Starting at the line that contains "point: lilac jacket", reproduce every line through the end of the entries below, with no pictures in the copy.

_Exercise material_.
-.-.-

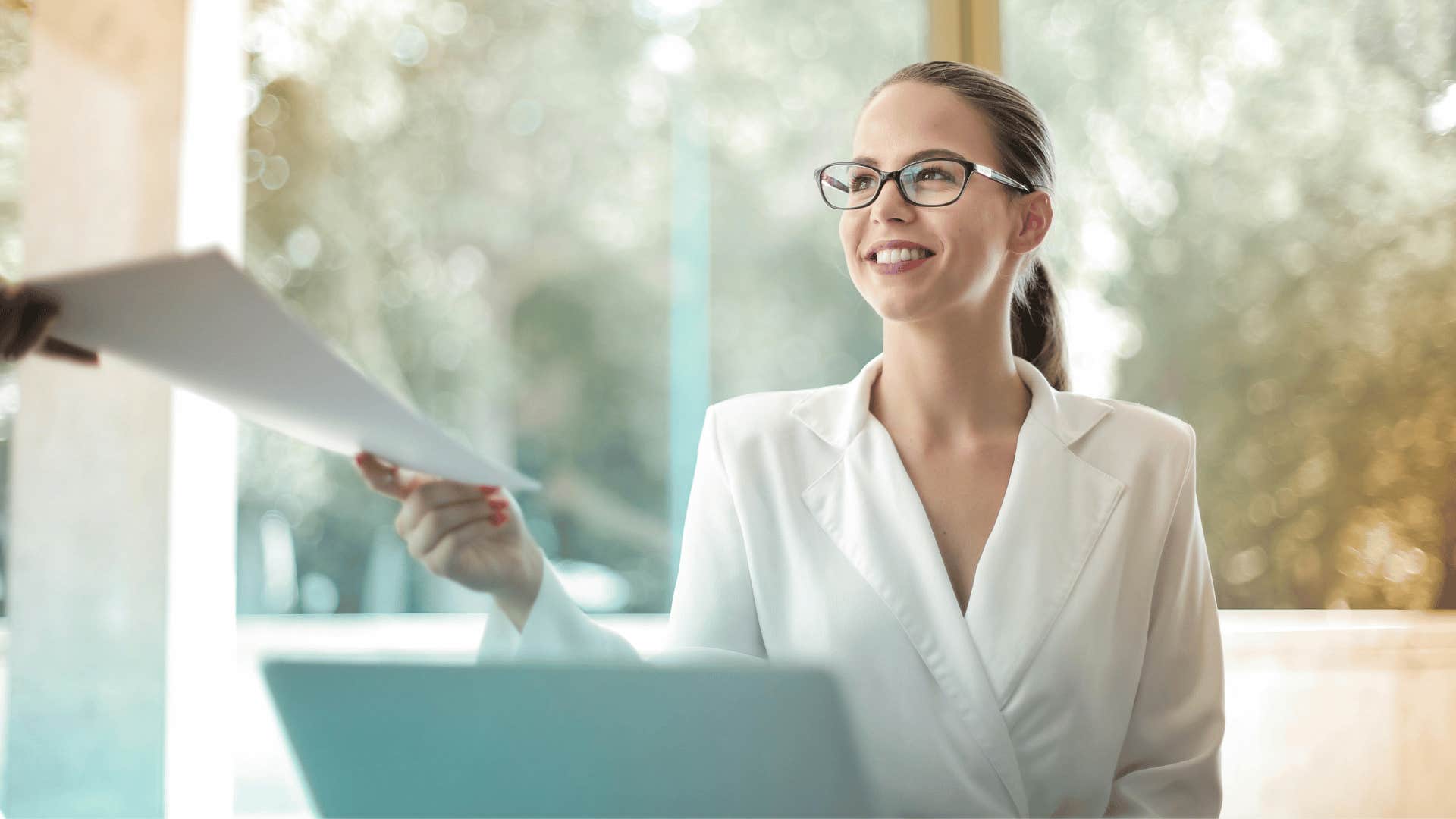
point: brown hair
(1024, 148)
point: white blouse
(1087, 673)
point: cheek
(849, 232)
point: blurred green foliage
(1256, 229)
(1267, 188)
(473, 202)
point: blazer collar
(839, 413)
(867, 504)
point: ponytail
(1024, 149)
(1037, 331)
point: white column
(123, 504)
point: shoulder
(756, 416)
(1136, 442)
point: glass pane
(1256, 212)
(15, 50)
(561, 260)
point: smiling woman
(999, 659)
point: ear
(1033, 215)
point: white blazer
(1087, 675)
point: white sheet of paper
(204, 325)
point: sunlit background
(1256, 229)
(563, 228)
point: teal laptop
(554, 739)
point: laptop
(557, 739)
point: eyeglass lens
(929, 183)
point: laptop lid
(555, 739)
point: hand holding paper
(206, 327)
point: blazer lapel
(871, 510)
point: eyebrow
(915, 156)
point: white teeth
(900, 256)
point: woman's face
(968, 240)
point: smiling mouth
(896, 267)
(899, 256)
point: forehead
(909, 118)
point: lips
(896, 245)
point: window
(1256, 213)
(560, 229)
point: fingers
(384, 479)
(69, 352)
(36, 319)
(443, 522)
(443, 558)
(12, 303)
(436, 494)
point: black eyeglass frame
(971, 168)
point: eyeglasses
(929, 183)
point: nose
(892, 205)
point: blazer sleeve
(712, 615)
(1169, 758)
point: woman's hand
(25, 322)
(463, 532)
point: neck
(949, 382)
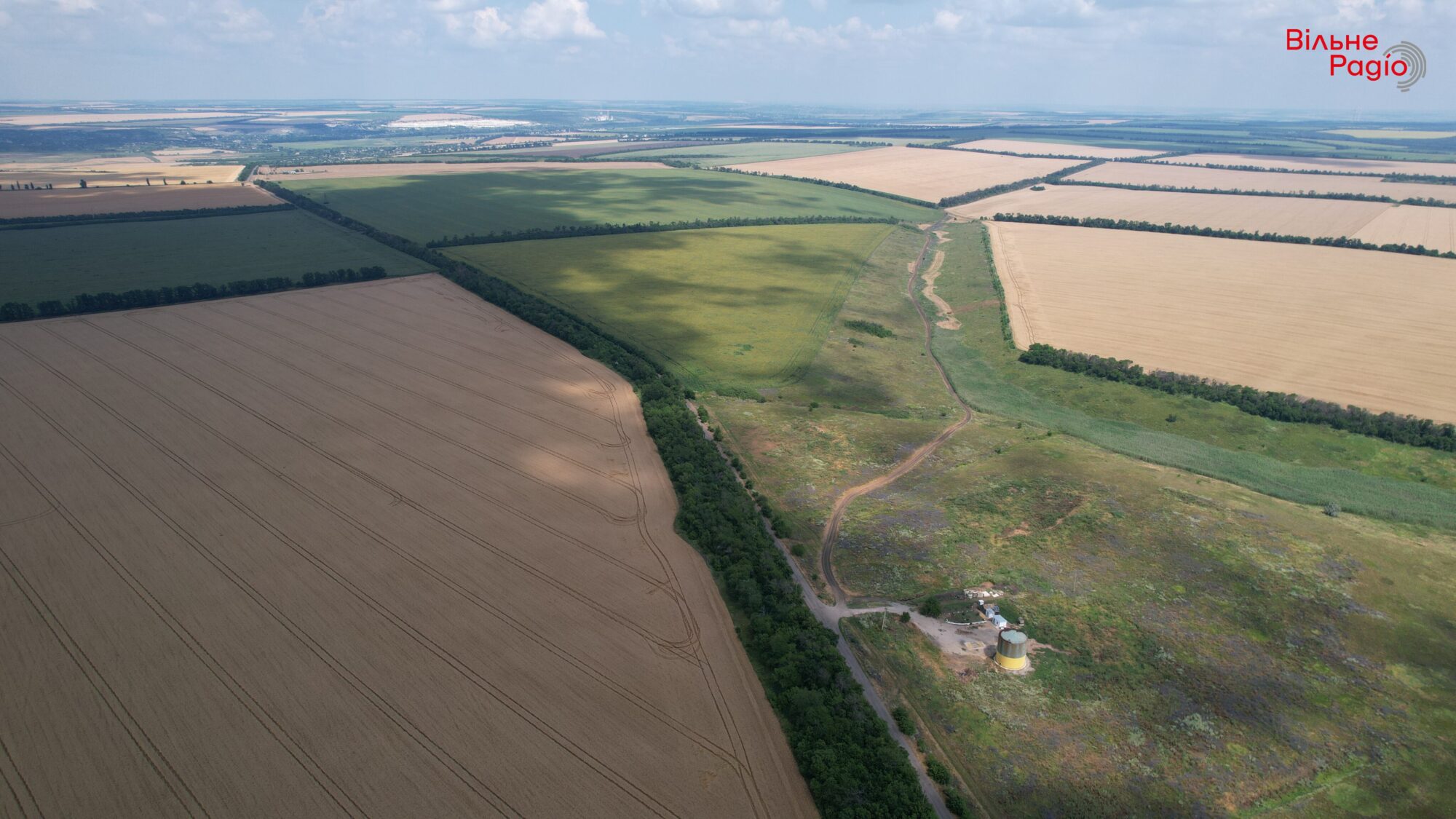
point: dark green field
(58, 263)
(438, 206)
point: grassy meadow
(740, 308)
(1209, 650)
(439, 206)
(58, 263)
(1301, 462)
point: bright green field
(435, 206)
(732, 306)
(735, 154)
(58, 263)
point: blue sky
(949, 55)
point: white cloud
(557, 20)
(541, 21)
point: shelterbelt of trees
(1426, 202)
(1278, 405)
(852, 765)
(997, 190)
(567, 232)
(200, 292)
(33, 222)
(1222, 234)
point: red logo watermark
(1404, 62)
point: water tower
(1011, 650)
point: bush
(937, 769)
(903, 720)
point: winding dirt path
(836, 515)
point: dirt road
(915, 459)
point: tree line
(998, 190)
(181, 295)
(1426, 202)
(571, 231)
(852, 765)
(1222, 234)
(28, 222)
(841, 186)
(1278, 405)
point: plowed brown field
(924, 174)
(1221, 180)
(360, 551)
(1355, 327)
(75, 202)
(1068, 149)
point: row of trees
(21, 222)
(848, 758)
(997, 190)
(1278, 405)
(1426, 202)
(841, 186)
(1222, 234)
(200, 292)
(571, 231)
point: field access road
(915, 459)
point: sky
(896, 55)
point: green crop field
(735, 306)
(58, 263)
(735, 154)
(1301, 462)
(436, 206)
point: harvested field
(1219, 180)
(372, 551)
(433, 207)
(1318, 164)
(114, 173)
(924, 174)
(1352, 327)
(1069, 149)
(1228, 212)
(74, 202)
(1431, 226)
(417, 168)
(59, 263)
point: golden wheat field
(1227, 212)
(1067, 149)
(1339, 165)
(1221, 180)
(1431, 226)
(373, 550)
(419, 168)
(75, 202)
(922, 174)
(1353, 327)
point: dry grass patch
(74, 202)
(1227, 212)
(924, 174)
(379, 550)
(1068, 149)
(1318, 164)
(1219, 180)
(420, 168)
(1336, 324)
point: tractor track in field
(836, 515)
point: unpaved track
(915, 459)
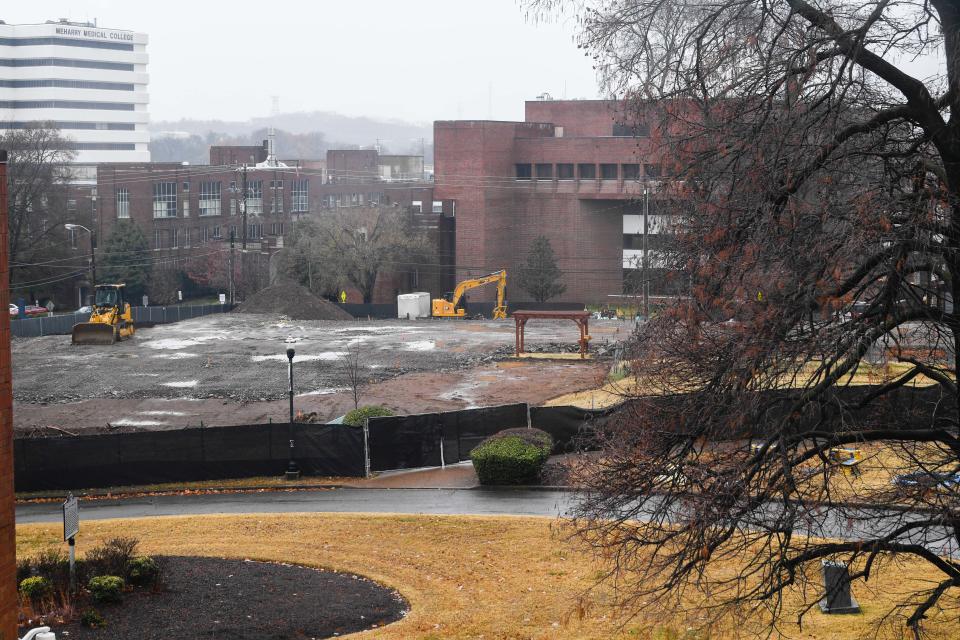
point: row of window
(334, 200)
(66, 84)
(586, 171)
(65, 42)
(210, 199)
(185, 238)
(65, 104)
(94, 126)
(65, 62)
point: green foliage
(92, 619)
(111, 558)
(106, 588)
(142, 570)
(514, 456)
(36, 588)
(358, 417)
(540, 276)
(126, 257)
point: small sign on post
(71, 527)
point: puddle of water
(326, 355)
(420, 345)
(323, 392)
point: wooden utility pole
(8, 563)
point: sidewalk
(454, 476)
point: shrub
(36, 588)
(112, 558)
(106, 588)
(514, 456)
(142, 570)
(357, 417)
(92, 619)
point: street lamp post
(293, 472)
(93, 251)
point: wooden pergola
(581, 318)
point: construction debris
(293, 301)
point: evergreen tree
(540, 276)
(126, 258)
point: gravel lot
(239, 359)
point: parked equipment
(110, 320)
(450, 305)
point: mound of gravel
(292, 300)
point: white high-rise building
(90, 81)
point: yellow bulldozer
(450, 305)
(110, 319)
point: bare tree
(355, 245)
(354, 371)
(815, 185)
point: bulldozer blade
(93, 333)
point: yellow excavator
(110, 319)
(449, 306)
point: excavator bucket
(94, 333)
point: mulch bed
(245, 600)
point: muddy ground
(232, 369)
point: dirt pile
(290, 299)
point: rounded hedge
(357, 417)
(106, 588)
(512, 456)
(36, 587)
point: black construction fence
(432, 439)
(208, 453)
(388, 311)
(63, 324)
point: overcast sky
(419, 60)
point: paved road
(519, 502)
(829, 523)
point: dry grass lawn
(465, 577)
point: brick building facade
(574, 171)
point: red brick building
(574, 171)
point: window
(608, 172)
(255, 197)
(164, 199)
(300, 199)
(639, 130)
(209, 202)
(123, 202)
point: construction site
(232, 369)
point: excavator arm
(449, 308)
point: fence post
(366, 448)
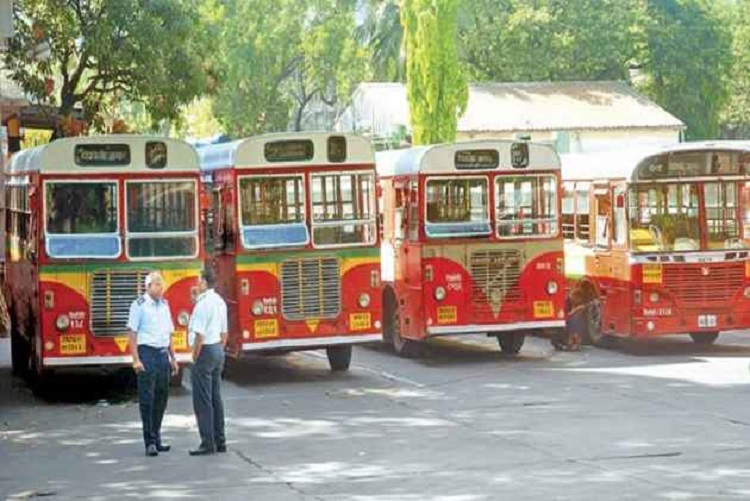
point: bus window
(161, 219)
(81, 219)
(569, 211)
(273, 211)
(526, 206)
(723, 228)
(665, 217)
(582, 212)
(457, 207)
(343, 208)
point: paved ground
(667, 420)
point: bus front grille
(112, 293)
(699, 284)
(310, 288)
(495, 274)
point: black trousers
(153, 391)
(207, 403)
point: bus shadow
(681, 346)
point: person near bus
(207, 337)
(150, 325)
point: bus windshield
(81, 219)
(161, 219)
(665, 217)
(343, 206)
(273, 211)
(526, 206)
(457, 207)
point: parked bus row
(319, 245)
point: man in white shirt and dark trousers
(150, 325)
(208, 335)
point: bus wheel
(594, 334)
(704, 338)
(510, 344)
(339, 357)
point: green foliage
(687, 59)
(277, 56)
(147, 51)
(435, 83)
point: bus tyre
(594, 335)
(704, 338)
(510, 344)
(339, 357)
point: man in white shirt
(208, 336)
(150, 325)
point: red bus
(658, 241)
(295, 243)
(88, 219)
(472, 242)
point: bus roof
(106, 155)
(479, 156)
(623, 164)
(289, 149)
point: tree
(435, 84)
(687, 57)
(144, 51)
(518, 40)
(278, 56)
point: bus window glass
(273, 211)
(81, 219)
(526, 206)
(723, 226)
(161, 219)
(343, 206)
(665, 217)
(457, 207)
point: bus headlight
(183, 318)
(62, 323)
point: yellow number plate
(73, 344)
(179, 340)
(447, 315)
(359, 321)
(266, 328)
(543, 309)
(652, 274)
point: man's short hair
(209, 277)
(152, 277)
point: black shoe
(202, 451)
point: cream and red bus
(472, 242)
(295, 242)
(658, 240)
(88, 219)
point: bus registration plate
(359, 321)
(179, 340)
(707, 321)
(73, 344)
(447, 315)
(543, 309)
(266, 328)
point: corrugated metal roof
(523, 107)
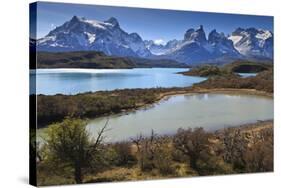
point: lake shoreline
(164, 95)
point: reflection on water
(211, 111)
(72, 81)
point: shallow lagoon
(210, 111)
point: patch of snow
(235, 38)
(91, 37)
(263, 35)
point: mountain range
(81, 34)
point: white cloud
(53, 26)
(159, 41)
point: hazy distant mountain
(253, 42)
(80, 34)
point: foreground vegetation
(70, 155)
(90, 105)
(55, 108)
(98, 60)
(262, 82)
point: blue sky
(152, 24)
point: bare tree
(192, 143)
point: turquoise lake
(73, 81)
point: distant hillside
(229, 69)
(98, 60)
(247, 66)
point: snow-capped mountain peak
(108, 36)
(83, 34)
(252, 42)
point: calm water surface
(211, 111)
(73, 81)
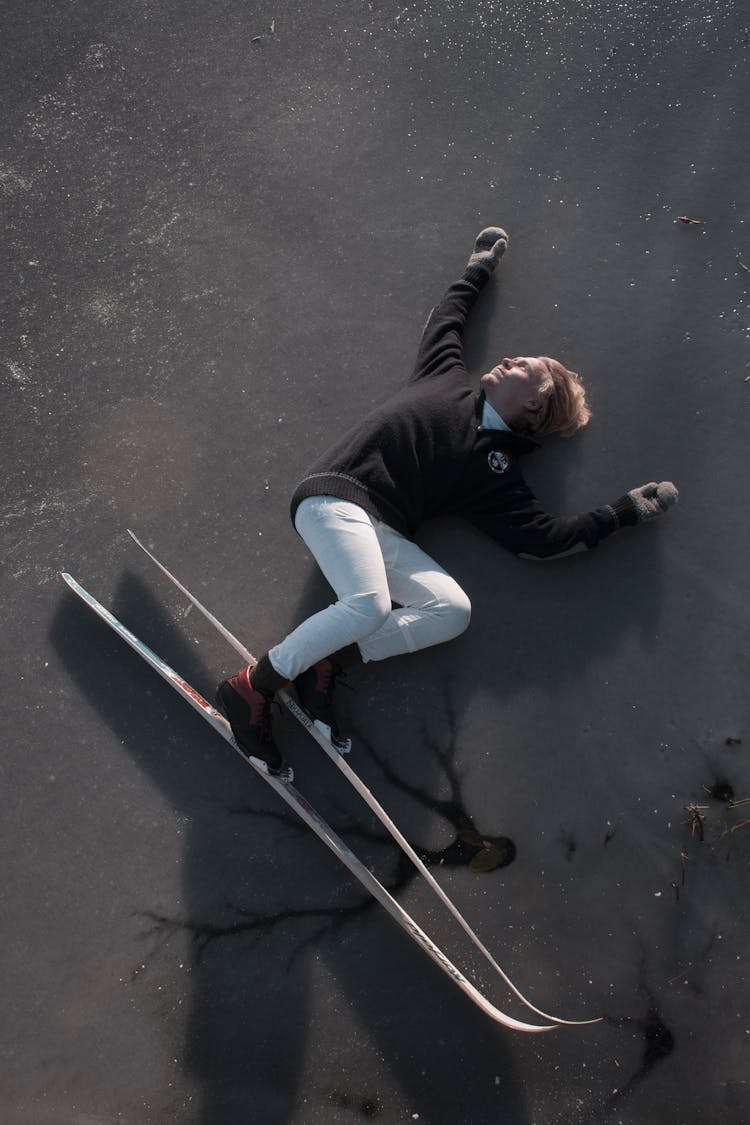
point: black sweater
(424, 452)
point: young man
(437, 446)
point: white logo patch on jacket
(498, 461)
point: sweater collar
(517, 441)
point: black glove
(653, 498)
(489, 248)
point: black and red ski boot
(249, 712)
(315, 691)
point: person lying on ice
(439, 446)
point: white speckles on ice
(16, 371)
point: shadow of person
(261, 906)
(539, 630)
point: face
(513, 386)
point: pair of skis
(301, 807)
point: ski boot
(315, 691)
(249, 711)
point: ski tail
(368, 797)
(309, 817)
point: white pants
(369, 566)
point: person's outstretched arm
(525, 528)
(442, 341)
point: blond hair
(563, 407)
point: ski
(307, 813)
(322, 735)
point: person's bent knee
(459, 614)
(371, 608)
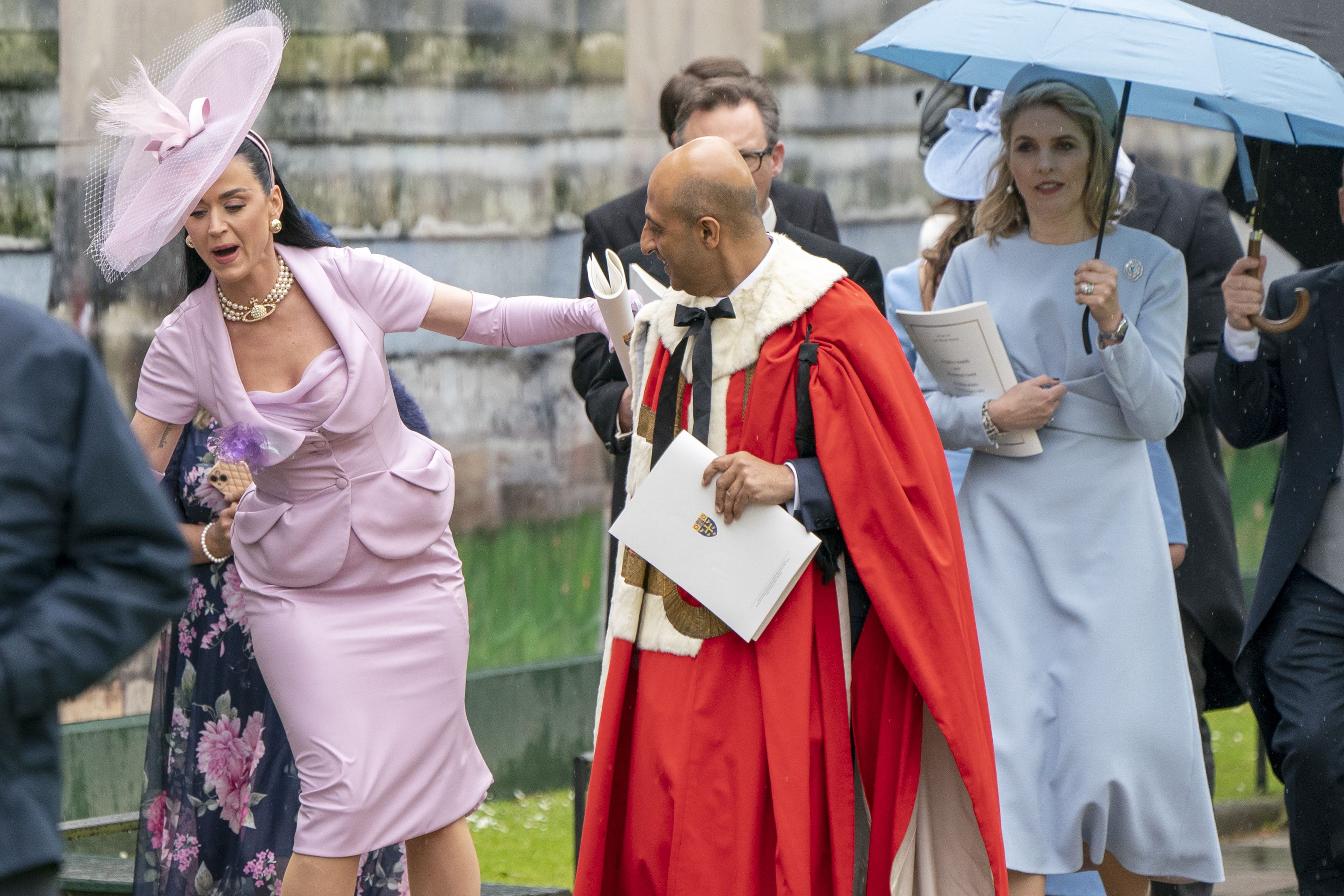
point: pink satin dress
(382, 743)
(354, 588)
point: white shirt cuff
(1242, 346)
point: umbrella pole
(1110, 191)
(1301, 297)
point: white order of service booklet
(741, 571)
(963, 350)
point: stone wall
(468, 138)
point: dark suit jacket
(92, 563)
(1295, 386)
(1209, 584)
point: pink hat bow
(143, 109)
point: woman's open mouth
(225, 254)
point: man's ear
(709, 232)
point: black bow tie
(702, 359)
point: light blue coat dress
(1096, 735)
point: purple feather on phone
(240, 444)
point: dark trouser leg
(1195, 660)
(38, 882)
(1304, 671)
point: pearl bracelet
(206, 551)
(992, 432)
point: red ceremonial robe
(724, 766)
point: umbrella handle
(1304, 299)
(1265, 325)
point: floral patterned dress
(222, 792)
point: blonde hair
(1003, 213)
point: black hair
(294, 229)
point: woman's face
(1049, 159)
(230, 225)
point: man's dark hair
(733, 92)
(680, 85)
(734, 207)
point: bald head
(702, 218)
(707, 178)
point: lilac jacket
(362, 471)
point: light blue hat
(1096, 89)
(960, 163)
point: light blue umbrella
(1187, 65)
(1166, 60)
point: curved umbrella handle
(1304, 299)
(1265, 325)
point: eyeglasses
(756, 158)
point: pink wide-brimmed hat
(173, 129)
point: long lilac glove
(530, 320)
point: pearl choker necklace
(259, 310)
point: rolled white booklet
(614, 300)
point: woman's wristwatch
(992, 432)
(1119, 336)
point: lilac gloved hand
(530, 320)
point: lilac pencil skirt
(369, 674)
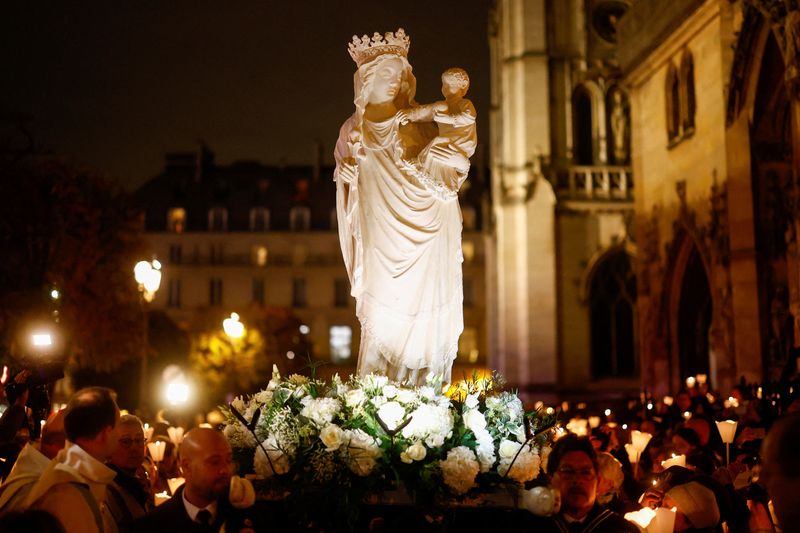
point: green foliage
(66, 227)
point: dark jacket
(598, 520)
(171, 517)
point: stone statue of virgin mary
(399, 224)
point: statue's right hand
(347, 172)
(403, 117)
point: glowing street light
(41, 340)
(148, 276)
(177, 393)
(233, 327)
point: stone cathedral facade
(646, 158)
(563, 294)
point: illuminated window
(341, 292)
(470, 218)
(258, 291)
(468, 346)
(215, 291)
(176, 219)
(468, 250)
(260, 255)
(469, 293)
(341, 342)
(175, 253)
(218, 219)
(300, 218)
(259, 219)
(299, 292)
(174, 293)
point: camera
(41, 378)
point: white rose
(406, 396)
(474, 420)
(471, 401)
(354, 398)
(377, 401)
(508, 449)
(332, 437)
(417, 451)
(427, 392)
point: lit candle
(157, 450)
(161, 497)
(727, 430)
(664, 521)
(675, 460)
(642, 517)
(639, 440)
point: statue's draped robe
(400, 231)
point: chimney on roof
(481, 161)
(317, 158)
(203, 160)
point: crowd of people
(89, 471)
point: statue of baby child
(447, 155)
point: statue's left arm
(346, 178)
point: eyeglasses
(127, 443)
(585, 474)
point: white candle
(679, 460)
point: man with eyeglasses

-.-.-

_Correct answer_.
point: lilac jacket
(362, 471)
point: light blue hat
(1096, 89)
(960, 163)
point: light blue umbrella
(1187, 65)
(1166, 60)
point: curved umbrella handle
(1304, 299)
(1265, 325)
point: eyeglasses
(756, 158)
point: pink wide-brimmed hat
(173, 129)
point: long lilac glove
(530, 320)
point: pearl choker necklace
(259, 310)
point: rolled white booklet
(614, 300)
point: woman's wristwatch
(992, 432)
(1119, 336)
point: lilac gloved hand
(530, 320)
point: lilac pencil skirt
(369, 674)
point: green foliage
(66, 227)
point: dark jacket
(598, 520)
(171, 517)
point: stone statue of virgin mary
(399, 224)
point: statue's right hand
(347, 172)
(403, 117)
point: glowing street light
(41, 340)
(148, 276)
(177, 393)
(233, 327)
point: stone cathedral facade
(646, 158)
(563, 294)
point: illuminated window
(341, 292)
(470, 218)
(258, 291)
(468, 346)
(215, 291)
(176, 219)
(468, 250)
(260, 255)
(469, 293)
(341, 342)
(175, 253)
(218, 219)
(300, 218)
(259, 219)
(299, 292)
(174, 293)
point: camera
(41, 378)
point: white rose
(406, 396)
(474, 420)
(471, 401)
(354, 398)
(377, 401)
(508, 449)
(332, 437)
(417, 451)
(427, 392)
point: lit candle
(157, 450)
(161, 497)
(727, 430)
(664, 521)
(675, 460)
(642, 517)
(639, 440)
point: statue's draped robe
(400, 231)
point: chimney on roof
(481, 161)
(317, 158)
(203, 160)
point: crowd of people
(89, 471)
point: statue of baby child
(447, 155)
point: statue's left arm
(346, 178)
point: eyeglasses
(127, 443)
(585, 474)
point: white candle
(679, 460)
point: man with eyeglasses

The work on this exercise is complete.